#### Job
Using the Study 2 text, state how many years of research experience the responding participants reported in total.

#### Text
__________________________________________________

The goal of Study 2 was to examine the suitability of the targets for use in psychological research. To assess the quality of the images in the CFD, we surveyed researchers in the field of social psychology who currently conduct or who have conducted empirical research using face stimuli. These expert ratings were then used for two purposes. First, we wanted to determine whether the targets were generally deemed as viable stimuli for research purposes. We also wanted to incorporate data about the usability of the targets into the database, because we anticipated that it might be useful for potential users to know how experts in the field judged the stimuli. Second, we sought to test whether researchers systematically attended to particular target features when rating the suitability of stimuli.

Method

Participants

Twenty-six participants completed the survey (15 male; 11 female). Participants included 20 Whites, two Asians, two Blacks, and two who self-identified as Other. The sample reported being 43.28 years old on average (SD = 11.32). When asked how many years they had been conducting psychological research, the 22 participants who responded reported an average of 21.09 years (SD = 10.81) and a combined 464 years of research experience.

__________________________________________________

#### Material
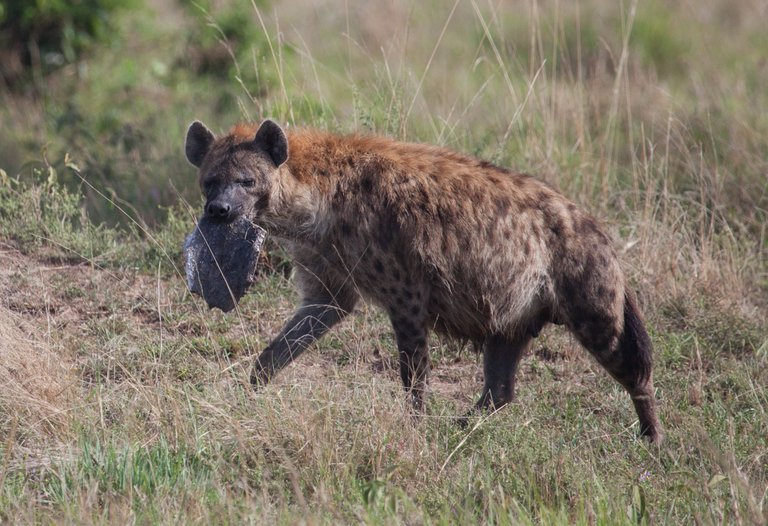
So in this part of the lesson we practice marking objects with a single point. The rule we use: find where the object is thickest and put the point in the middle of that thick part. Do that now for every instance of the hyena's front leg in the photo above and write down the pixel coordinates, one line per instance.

__________________________________________________

#### Response
464 years.